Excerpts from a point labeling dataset
########################################

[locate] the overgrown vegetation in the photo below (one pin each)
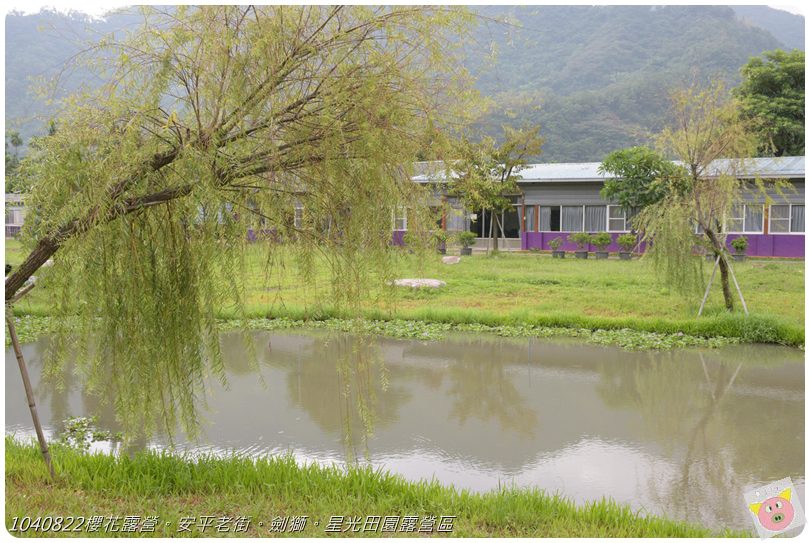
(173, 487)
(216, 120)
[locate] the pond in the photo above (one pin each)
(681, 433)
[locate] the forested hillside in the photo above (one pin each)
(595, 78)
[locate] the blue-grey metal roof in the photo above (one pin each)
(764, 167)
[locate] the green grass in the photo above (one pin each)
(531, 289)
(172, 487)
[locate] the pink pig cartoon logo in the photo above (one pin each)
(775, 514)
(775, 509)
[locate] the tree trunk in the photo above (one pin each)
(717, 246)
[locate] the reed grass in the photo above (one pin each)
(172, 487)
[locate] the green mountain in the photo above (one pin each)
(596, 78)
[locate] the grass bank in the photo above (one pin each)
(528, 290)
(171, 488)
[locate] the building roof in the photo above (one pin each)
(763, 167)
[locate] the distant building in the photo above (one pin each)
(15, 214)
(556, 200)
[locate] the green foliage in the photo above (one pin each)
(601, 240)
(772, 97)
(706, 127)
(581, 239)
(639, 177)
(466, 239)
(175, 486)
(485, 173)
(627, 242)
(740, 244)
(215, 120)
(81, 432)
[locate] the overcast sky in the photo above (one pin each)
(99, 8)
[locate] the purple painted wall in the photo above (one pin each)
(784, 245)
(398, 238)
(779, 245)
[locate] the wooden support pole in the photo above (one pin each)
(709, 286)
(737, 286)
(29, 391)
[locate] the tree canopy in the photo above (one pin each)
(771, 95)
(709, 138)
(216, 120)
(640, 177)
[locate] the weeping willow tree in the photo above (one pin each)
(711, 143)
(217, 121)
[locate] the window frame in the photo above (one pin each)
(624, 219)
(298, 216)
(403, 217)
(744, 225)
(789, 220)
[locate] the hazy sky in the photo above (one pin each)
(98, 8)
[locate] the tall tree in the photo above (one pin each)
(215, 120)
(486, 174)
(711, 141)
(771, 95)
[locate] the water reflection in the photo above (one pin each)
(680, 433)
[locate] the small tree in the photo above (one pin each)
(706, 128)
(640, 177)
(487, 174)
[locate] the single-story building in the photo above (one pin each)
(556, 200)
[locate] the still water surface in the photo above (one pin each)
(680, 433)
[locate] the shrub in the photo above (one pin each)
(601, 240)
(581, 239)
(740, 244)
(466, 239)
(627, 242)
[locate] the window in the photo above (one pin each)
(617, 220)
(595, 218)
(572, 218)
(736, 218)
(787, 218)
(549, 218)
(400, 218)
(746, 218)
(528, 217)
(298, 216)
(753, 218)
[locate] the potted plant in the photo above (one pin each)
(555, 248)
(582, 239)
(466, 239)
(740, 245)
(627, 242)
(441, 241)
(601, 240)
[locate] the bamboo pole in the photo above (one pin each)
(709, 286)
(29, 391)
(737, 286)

########################################

The exercise: Convert all of the material above into a Markdown table with two columns, Row and Material line, giving each line its own numbered row. Skip blank lines and leave the pictures out.

Task answer:
| Row | Material line |
|---|---|
| 1 | [locate] the overgrown vegetation in the photo below (one pin each) |
| 2 | (173, 487) |
| 3 | (216, 120) |
| 4 | [locate] the pond in the photo above (one pin each) |
| 5 | (681, 433) |
| 6 | [locate] the forested hillside in the photo above (one pin each) |
| 7 | (595, 78) |
| 8 | [locate] the blue-grey metal roof in the photo above (one pin each) |
| 9 | (764, 167) |
| 10 | [locate] the green grass in the photo above (one pin each) |
| 11 | (531, 289) |
| 12 | (172, 487) |
| 13 | [locate] the pink pig cartoon logo in the photo above (one pin each) |
| 14 | (775, 514) |
| 15 | (775, 509) |
| 16 | [locate] the tree trunk in the photo above (one pin each) |
| 17 | (717, 246) |
| 18 | [locate] the reed grass in the photo above (one pin each) |
| 19 | (172, 487) |
| 20 | [locate] the green mountain in the photo above (one pin each) |
| 21 | (596, 78) |
| 22 | [locate] the grass bank in the photo above (one pin each) |
| 23 | (528, 290) |
| 24 | (171, 488) |
| 25 | [locate] the building roof in the photo above (one pin each) |
| 26 | (763, 167) |
| 27 | [locate] the distant building in the photo above (one pin each) |
| 28 | (15, 214) |
| 29 | (556, 200) |
| 30 | [locate] the green foliage in the photo above (one pin each) |
| 31 | (601, 240) |
| 32 | (772, 97) |
| 33 | (706, 127) |
| 34 | (581, 239) |
| 35 | (639, 177) |
| 36 | (466, 239) |
| 37 | (175, 486) |
| 38 | (485, 173) |
| 39 | (627, 242) |
| 40 | (740, 244) |
| 41 | (215, 120) |
| 42 | (81, 432) |
| 43 | [locate] the overcast sky in the photo above (one pin each) |
| 44 | (99, 8) |
| 45 | [locate] the purple painted wall in the photo above (one pin each) |
| 46 | (784, 245) |
| 47 | (398, 238) |
| 48 | (779, 245) |
| 49 | [locate] the wooden support pole in the photo above (one pin each) |
| 50 | (709, 286) |
| 51 | (737, 286) |
| 52 | (29, 391) |
| 53 | [locate] the tree canopy in the photo above (one pin each) |
| 54 | (771, 95) |
| 55 | (709, 138) |
| 56 | (216, 120) |
| 57 | (640, 177) |
| 58 | [locate] the weeping willow tree in the photo above (one pin each) |
| 59 | (711, 143) |
| 60 | (217, 121) |
| 61 | [locate] the window frame in the photo above (one pin each) |
| 62 | (624, 219) |
| 63 | (298, 216) |
| 64 | (403, 217) |
| 65 | (744, 225) |
| 66 | (789, 220) |
| 67 | [locate] the hazy sky in the photo above (one pin each) |
| 68 | (98, 8) |
| 69 | [locate] the tall tree in the photo above (one pin each) |
| 70 | (215, 120) |
| 71 | (486, 174) |
| 72 | (711, 141) |
| 73 | (771, 95) |
| 74 | [locate] the water reflection in the photo above (one pin each) |
| 75 | (680, 433) |
| 76 | [locate] the small tree in the photo above (one pin each) |
| 77 | (706, 128) |
| 78 | (640, 177) |
| 79 | (487, 174) |
| 80 | [locate] the single-story building in the photo above (one pin each) |
| 81 | (556, 200) |
| 82 | [locate] the still water surface in the photo above (one pin each) |
| 83 | (680, 433) |
| 84 | [locate] the shrub in the photo above (one pin each) |
| 85 | (601, 240) |
| 86 | (581, 239) |
| 87 | (740, 244) |
| 88 | (466, 239) |
| 89 | (627, 242) |
| 90 | [locate] the window in the photo above (one pin each) |
| 91 | (617, 220) |
| 92 | (595, 218) |
| 93 | (572, 218) |
| 94 | (736, 218) |
| 95 | (787, 218) |
| 96 | (549, 218) |
| 97 | (400, 218) |
| 98 | (746, 218) |
| 99 | (528, 217) |
| 100 | (298, 216) |
| 101 | (753, 218) |
| 102 | [locate] the potted plant in the photo above (one pin each) |
| 103 | (555, 248) |
| 104 | (582, 239) |
| 105 | (466, 239) |
| 106 | (740, 245) |
| 107 | (627, 242) |
| 108 | (441, 241) |
| 109 | (601, 240) |
| 110 | [locate] the bamboo pole in the photo above (one pin each) |
| 111 | (709, 286) |
| 112 | (29, 391) |
| 113 | (737, 286) |